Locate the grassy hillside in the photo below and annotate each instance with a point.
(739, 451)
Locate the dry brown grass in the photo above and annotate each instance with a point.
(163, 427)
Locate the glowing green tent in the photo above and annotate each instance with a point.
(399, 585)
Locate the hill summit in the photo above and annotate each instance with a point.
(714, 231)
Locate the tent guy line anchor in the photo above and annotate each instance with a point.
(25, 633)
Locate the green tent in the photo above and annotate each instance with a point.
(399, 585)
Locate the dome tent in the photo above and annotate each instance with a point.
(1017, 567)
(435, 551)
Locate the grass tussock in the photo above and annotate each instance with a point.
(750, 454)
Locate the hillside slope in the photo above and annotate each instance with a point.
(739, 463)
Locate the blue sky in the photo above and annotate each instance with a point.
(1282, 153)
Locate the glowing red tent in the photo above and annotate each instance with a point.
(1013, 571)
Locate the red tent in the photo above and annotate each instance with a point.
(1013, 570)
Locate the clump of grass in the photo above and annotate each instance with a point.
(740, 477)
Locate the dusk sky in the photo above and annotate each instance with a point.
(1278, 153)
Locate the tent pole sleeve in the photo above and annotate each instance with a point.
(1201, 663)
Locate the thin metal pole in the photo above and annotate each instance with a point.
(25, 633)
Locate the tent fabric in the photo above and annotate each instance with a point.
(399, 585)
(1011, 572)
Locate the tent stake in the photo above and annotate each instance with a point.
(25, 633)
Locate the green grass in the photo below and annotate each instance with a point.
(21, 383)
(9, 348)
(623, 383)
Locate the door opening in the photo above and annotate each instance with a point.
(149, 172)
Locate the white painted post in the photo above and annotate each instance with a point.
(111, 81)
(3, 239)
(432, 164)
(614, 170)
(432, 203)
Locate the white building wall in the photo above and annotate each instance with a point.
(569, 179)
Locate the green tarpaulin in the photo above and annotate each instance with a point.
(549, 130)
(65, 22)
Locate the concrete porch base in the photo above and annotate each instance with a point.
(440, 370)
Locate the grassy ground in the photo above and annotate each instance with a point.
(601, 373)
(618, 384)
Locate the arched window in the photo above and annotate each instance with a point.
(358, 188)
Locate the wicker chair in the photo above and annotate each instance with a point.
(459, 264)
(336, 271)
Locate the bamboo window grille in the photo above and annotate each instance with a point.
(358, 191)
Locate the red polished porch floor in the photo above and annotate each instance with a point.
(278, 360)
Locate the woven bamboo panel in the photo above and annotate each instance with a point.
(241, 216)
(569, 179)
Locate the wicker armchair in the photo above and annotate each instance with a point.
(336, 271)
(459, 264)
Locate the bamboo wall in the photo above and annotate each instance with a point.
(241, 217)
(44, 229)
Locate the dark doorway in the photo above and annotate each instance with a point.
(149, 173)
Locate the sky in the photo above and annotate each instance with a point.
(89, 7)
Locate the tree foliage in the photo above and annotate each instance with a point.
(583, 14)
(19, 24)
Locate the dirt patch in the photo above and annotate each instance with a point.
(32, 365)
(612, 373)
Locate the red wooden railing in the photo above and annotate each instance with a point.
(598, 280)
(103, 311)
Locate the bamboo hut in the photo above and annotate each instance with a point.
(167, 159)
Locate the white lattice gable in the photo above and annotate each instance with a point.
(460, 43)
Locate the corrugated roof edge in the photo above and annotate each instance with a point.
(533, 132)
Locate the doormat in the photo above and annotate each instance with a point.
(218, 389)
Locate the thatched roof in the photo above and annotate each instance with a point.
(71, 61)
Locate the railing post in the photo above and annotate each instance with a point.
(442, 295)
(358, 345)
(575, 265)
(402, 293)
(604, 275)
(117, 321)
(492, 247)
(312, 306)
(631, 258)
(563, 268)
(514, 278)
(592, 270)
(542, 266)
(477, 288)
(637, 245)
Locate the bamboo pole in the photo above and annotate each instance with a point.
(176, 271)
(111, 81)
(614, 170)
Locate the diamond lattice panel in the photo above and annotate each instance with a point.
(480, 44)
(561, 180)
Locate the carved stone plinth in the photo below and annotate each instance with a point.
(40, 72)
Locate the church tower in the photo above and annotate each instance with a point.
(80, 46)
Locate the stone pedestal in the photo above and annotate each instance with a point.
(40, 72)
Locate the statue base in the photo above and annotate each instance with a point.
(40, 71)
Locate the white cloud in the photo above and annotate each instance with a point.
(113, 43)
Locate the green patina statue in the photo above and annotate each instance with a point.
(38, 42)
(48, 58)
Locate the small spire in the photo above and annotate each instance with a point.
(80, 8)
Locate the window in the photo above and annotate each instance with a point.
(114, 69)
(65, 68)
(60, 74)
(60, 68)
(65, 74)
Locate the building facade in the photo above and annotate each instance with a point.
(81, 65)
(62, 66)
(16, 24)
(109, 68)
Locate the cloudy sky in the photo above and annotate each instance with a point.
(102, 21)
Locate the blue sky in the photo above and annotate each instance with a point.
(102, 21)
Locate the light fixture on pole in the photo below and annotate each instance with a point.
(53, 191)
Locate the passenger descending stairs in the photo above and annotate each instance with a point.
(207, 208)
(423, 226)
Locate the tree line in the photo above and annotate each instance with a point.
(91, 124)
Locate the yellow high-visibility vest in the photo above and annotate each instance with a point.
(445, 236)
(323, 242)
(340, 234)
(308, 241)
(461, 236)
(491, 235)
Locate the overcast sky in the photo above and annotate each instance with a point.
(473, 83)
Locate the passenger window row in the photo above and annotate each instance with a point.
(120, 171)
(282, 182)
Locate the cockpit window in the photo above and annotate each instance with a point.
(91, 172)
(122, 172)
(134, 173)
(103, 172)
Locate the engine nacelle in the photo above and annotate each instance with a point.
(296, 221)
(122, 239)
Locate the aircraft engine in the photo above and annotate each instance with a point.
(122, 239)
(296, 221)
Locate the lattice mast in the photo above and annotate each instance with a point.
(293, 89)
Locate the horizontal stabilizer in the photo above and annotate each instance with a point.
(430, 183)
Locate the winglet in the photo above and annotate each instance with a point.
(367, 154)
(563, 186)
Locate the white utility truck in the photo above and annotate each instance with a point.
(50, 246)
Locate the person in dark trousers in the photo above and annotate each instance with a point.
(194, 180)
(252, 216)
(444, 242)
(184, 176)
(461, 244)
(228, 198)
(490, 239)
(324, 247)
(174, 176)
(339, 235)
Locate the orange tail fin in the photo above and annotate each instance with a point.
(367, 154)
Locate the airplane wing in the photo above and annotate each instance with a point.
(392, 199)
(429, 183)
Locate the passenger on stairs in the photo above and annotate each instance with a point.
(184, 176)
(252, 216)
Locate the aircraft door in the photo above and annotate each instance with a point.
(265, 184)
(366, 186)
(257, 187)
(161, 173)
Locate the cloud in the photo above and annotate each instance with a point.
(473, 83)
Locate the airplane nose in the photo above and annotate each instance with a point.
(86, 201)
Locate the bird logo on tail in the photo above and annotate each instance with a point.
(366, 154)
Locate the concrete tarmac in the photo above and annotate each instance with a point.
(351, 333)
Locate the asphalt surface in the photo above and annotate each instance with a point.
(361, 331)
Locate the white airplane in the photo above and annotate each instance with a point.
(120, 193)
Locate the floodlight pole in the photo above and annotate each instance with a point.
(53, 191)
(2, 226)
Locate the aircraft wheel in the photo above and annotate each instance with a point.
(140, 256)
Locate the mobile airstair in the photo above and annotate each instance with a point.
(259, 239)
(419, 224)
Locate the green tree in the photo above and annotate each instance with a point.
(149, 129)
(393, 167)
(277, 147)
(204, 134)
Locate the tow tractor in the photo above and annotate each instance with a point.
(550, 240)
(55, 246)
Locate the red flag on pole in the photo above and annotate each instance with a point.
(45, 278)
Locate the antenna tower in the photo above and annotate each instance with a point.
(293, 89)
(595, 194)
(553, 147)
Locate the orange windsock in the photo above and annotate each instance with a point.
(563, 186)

----------------

[Your goal]: Repeat all the material exactly as it stands.

[Expected answer]:
Locate the grassy hillside in the photo below and annotate each instance with a point.
(739, 451)
Locate the dry brown grass in the photo above and annotate each instance with a point.
(163, 427)
Locate the glowing green tent in the photo above and annotate each instance with a point.
(399, 585)
Locate the hill summit in the photo above and annotate each instance with a point.
(714, 231)
Locate the tent guy line anchor in the photo above and annotate each instance with a point.
(25, 633)
Locate the green tent in the photo above and annotate each instance with a point.
(399, 585)
Locate the dome tent in the photo above and annotate each instance with a point.
(1017, 567)
(435, 551)
Locate the grass tussock in the photo above and annotate each instance with a point.
(750, 454)
Locate the hillside slope in the photo above and annotate each instance with a point.
(739, 463)
Locate the blue sky in the photo above and annotate each instance with a point.
(1282, 153)
Locate the glowing red tent in the photo above and annotate each instance with a point.
(1013, 571)
Locate the red tent in the photo above and annotate each instance with a point.
(1013, 570)
Locate the clump of grass in the photo above and annotate each instance with a point.
(740, 477)
Locate the dusk sky in the photo above and annotate each instance with a point.
(1278, 153)
Locate the tent pole sleeve in the photo above and annotate each instance with a point.
(1201, 663)
Locate the thin metal pole in the photo above and annotate each instance with a point.
(25, 633)
Locate the tent fabric in the photo above and annotate each instance with a point.
(399, 585)
(1011, 572)
Locate the tent stake in the photo above and annotate each instance with a point.
(25, 633)
Locate the green grass in the photo below and annotate each instance with a point.
(21, 383)
(9, 348)
(623, 383)
Locate the door opening in the photo above and annotate each instance with a point.
(149, 172)
Locate the white painted post in the photo above and annotate each instance with a point.
(111, 81)
(3, 239)
(432, 164)
(614, 170)
(432, 203)
Locate the white building wall in the photo above and annotate each instance with a point.
(569, 179)
Locate the green tarpaulin in the photo above and annotate each instance with a point.
(549, 130)
(65, 22)
Locate the concrete porch base in the photo above and annotate each instance with a point.
(440, 370)
Locate the grassy ground in the photo above and annotate each instance with a point.
(601, 373)
(618, 384)
Locate the arched window in the photo above and annotate each instance with a point.
(358, 188)
Locate the wicker chair in the photo above and annotate each instance with a point.
(459, 264)
(336, 271)
Locate the bamboo window grille in the photo above and annotate each instance with a point.
(358, 191)
Locate the red polished porch floor in the photo above and annotate each instance with a point.
(278, 360)
Locate the woven bamboo panel in the photo above and annotate each instance with a point.
(241, 216)
(569, 179)
Locate the wicker armchair in the photo above and annotate each instance with a point.
(336, 271)
(459, 264)
Locate the bamboo wall in the photo above and annotate each instance with a point.
(241, 217)
(44, 229)
Locate the dark doorway in the photo above and annotate each instance with a point.
(149, 173)
Locate the sky in the photo above and annotate each instance with a point.
(89, 7)
Locate the tree foliage in the photo above and annotate each instance with a point.
(583, 14)
(19, 24)
Locate the dirt patch in the photo above and annotate each instance with a point.
(32, 365)
(612, 373)
Locate the red wooden railing in the photo above and annotate each instance with a point.
(598, 280)
(103, 311)
Locate the bamboo hut in the photo above and annotate each instance with a point.
(167, 159)
Locate the white lattice gable in the photo above and annotate each instance with a point.
(460, 43)
Locate the corrugated roof edge in the photo above and annotate each instance with a point.
(533, 132)
Locate the doormat in the photo above and annotate each instance with a point.
(218, 389)
Locate the thatched roof in the photo above and annotate each instance with a point.
(71, 61)
Locate the railing post in the photo above and annotate each instance with a point.
(442, 295)
(358, 345)
(575, 265)
(402, 293)
(604, 275)
(117, 321)
(492, 247)
(312, 306)
(631, 258)
(563, 268)
(514, 278)
(592, 270)
(542, 266)
(477, 288)
(637, 245)
Locate the bamboo pole in the photo above and annotate each instance with a point.
(176, 271)
(111, 81)
(614, 170)
Locate the diamond lattice panel in the photo above and annotate each instance with a point.
(480, 44)
(561, 180)
Locate the carved stone plinth in the photo below and annotate each instance with a point.
(40, 72)
Locate the church tower in the photo above and annotate each instance with a point.
(80, 46)
Locate the stone pedestal in the photo above and annotate each instance with a point.
(40, 72)
Locate the statue base in the photo above and annotate each instance with a point.
(40, 71)
Locate the white cloud in the photo above and annotate each instance with a point.
(113, 43)
Locate the green patina statue in the photo above and annotate each instance with a point.
(38, 42)
(48, 58)
Locate the small spire in the photo above and annotate each instance with a point.
(80, 8)
Locate the window in the photo above and annotate each instance with a point.
(114, 69)
(65, 68)
(60, 74)
(60, 68)
(65, 74)
Locate the building facade in the photo above and annotate each instance with a point.
(81, 65)
(62, 66)
(16, 24)
(109, 68)
Locate the cloudy sky in the photo above and annotate each instance with a point.
(102, 21)
Locate the blue sky in the photo above and annotate each instance with a point.
(102, 21)
Locate the light fixture on pole in the photo below and annotate each instance with a point.
(53, 191)
Locate the passenger descending stairs in the photo above and annotate each instance with a point.
(207, 208)
(423, 226)
Locate the tree line in the photo above and annotate each instance with a point.
(91, 124)
Locate the yellow high-visibility vest in the photo above and annotate each instance with a point.
(445, 236)
(323, 242)
(340, 234)
(308, 241)
(461, 236)
(491, 235)
Locate the overcast sky in the photo above and annotate each instance with a point.
(473, 83)
Locate the passenger window row in the photo above and annotate each instance with a point.
(120, 171)
(282, 182)
Locate the cockpit window in the photo above and annotate each instance with a point.
(91, 172)
(122, 172)
(134, 173)
(103, 172)
Locate the engine nacelle in the photo above and annotate each instance with a point.
(296, 221)
(122, 239)
Locate the aircraft engine in the photo above and annotate each instance with a point.
(122, 239)
(296, 221)
Locate the lattice mast in the photo above and annotate each instance with a point.
(293, 89)
Locate the horizontal stabilizer in the photo above and annotate each instance with a point.
(430, 183)
Locate the winglet in the photo above and annotate each instance with a point.
(367, 154)
(563, 186)
Locate the white utility truck in the photo above and annotate each instance with a point.
(50, 246)
Locate the person in dark trousers in the photo above and annotate each instance with a point.
(194, 180)
(252, 216)
(444, 242)
(184, 176)
(461, 244)
(228, 198)
(490, 239)
(324, 247)
(174, 176)
(339, 235)
Locate the orange tail fin in the photo above and annotate each instance with a point.
(367, 154)
Locate the airplane wing in the photo above and annotate each instance with a point.
(392, 199)
(429, 183)
Locate the passenger on stairs in the photo above and annotate each instance with a point.
(184, 176)
(252, 216)
Locate the aircraft door in the photo above and annotate each instance with a point.
(265, 184)
(366, 186)
(257, 187)
(161, 173)
Locate the cloud in the photo above and annotate each instance with a point.
(473, 83)
Locate the airplane nose in the photo above and annotate each instance with a point.
(86, 201)
Locate the bird logo on tail in the photo above and annotate each instance with a point.
(366, 154)
Locate the concrete tarmac in the photo above and annotate each instance with a point.
(351, 333)
Locate the asphalt surface in the photo above and annotate each instance with a point.
(361, 331)
Locate the white airplane in the photo above and annotate each instance with a point.
(120, 193)
Locate the floodlight pole in the photo above and annotate each instance with a point.
(53, 191)
(2, 226)
Locate the aircraft wheel in the photo above and annotate each instance with a point.
(140, 256)
Locate the mobile airstair in the photo above and annotate each instance with a point.
(259, 239)
(419, 224)
Locate the green tree in the photo above and annotate each instance with a point.
(149, 129)
(393, 167)
(277, 147)
(204, 134)
Locate the tow tractor in the photo above and annotate each instance with a point.
(550, 240)
(55, 246)
Locate the red flag on pole in the photo above and annotate each instance with a point.
(45, 278)
Locate the antenna tower in the photo above and annotate each instance with a point.
(293, 89)
(595, 194)
(553, 147)
Locate the orange windsock in the photo above and annotate each instance with a point.
(563, 186)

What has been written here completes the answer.